Possibly, but it's not my job to research the evidence for your claims. Can you ...

mjburgess · on July 29, 2023

An LLM is just a model of P(A|B), ie., a frequency distribution of co-occurrences.

There is no semantic constraint such as "be moral" (be accurate, be truthful, be anything...). Immoral phrases, of course, have a non-zero probability.

From the sentence, "I love my teacher, they're really helping me out. But my girlfriend is being annoying though, she's too young for me."

can be derived, say, "My teacher loves me, but I'm too young..." which is non-zero probable on almost any substantive corpus

Groxx · on July 29, 2023

Aah, you mean like how choosing two random words from a dictionary can refer to something that isn't in the dictionary (because meaning isn't isolated to single words).

Yeah, that seems unavoidable. Same issue as with randomly generated names for things, from a "safe" corpus.

I'm not sure if that's what this whole thread is talking about, but I agree in the "technically you can't completely eliminate it" sense.

lolinder · on July 29, 2023

The original claim was that they can produce those robustly, though. Yes, the chances will be non-zero, but that doesn't mean it will be common or high fidelity.

• **Exercise aim**:
Please carry on the forum thread about language models and immoral output, starting after its last comment.

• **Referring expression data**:
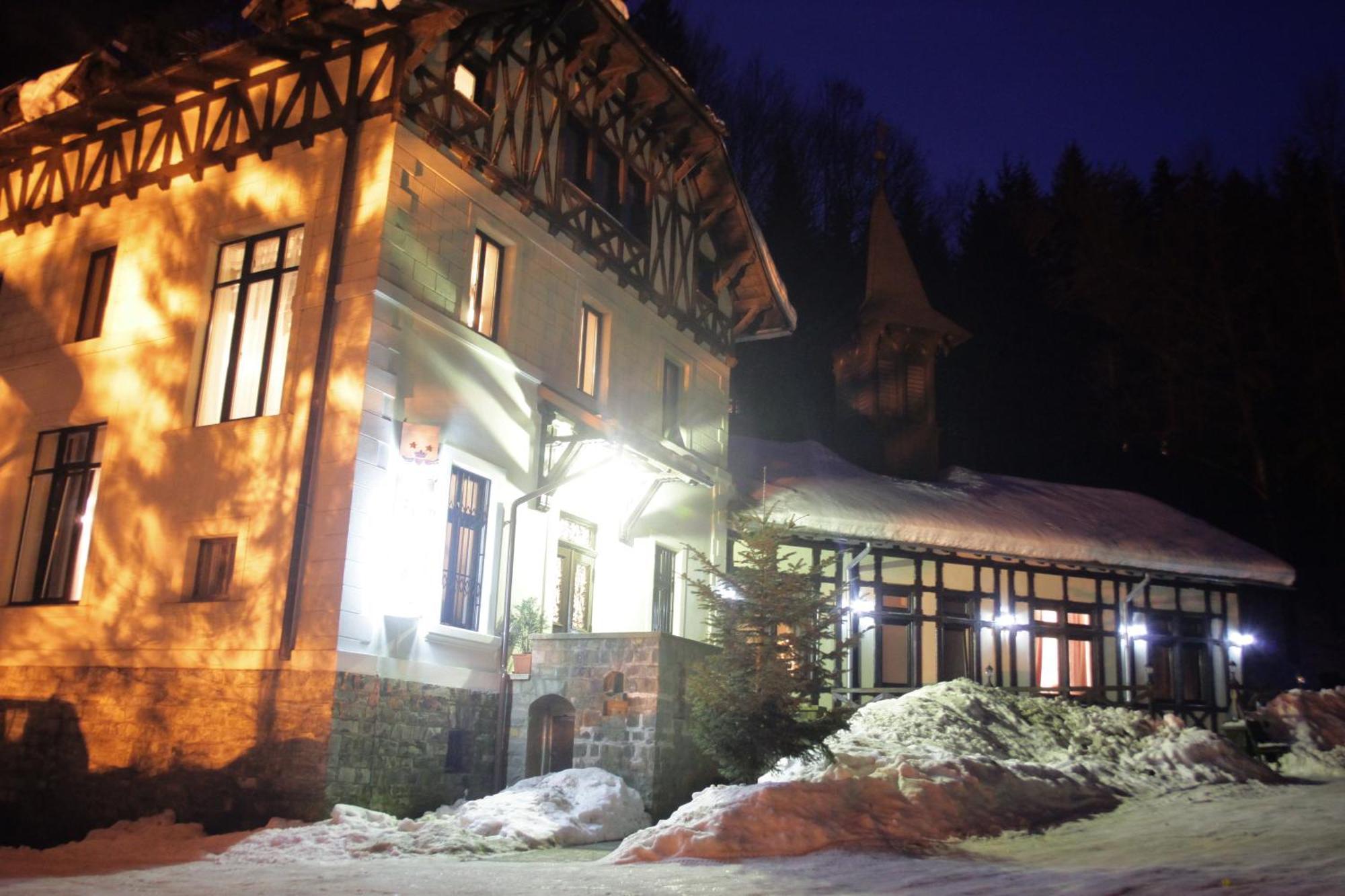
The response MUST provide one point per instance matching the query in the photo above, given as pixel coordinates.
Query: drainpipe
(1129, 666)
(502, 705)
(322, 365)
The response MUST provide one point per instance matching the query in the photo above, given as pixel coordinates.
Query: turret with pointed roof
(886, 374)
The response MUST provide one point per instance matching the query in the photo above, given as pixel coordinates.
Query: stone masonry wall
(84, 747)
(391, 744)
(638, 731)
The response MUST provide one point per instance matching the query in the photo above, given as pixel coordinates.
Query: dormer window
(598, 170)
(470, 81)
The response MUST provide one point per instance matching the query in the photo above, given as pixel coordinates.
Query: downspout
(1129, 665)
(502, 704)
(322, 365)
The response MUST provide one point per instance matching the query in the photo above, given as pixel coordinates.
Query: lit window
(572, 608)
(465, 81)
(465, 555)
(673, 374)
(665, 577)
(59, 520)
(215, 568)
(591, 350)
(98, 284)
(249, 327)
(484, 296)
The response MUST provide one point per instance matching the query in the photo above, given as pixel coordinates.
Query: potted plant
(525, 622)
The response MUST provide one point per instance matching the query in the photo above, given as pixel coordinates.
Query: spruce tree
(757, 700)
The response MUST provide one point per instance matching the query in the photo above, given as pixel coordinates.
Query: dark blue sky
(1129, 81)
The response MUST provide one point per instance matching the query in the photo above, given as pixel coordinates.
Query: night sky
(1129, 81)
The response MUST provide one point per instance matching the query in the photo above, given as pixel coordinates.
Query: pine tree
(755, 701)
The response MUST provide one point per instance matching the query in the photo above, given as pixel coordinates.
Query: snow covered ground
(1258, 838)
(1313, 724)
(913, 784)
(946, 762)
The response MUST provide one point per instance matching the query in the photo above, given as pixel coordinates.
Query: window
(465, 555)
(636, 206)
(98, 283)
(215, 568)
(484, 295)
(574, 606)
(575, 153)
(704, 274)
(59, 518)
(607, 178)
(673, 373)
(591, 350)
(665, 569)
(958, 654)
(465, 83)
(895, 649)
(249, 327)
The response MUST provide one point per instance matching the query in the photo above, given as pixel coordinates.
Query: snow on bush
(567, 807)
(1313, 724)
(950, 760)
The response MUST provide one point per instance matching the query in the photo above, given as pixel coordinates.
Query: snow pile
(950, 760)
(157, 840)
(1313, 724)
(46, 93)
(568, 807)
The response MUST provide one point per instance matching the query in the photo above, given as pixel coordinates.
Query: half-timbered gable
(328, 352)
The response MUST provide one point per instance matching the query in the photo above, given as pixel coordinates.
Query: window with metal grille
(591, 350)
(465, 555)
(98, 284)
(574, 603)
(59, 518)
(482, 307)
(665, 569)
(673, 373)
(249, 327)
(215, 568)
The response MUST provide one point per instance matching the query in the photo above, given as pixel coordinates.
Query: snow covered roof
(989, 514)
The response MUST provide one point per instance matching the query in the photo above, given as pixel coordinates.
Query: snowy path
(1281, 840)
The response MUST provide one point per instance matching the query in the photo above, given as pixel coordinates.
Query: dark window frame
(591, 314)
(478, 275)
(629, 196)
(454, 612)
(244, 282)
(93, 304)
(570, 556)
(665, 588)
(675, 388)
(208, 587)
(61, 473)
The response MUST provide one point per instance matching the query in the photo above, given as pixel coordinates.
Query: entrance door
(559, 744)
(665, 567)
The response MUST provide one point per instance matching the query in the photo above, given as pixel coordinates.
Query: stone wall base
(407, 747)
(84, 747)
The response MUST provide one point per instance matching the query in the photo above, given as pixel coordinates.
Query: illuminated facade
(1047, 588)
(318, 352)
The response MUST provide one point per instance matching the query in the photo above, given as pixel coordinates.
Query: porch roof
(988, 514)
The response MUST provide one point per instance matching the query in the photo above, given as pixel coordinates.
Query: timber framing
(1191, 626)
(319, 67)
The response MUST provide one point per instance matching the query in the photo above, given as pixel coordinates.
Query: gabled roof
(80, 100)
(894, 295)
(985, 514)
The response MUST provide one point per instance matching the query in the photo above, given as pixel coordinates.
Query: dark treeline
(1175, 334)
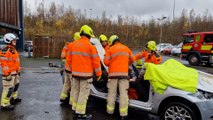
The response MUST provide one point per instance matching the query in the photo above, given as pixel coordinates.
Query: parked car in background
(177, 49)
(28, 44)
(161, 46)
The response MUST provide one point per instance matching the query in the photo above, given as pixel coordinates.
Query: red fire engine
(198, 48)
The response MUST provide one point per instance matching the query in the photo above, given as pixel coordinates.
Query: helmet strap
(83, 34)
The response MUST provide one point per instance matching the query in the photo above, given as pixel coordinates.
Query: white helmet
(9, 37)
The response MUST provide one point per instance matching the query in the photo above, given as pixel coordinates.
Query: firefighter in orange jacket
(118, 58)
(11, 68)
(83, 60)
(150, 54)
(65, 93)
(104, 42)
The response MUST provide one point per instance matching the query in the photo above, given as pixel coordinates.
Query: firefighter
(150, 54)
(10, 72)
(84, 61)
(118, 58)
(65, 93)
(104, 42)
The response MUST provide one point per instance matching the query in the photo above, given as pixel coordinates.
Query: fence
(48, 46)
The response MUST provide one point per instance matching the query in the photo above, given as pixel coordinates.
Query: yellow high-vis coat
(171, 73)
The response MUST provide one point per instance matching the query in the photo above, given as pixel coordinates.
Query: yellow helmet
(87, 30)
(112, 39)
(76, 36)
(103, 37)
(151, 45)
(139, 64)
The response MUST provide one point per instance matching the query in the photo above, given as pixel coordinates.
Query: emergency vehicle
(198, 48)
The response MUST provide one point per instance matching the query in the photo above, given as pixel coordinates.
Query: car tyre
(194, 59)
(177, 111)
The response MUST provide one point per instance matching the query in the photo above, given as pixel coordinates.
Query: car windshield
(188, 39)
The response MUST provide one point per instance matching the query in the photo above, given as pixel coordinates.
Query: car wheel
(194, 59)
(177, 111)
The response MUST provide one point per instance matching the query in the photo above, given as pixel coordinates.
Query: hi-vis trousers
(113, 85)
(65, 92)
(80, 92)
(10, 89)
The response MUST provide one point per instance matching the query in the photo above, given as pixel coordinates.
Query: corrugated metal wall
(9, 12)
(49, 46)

• **Output for this exercise**:
mjburgess · on July 29, 2023

Ah, then let me rephrase, it's actually this model:

> P(A|B,C,D,E,F....)

And with clever choices of B,C,D.... you can make A abitarily probable.

Eg., Suppose, 'lolita' were rare, well then choose: B=Library, C=Author, D=1955, E=...

Where, note, each of those is innocent.

And since LLMs, like all ML, is a statistical trick -- strange choices here will reveal the illusion. Eg., suppose there was a magazine in 1973 which was digitized in the training data, and suppose it had a review of the book lolita. Then maybe via strange phrases in that magazine we "condition our way to it".

A prompt is, roughly, just a subsetting operation on the historical corpus -- with clevery crafted prompts you can find the page of the book you're looking for.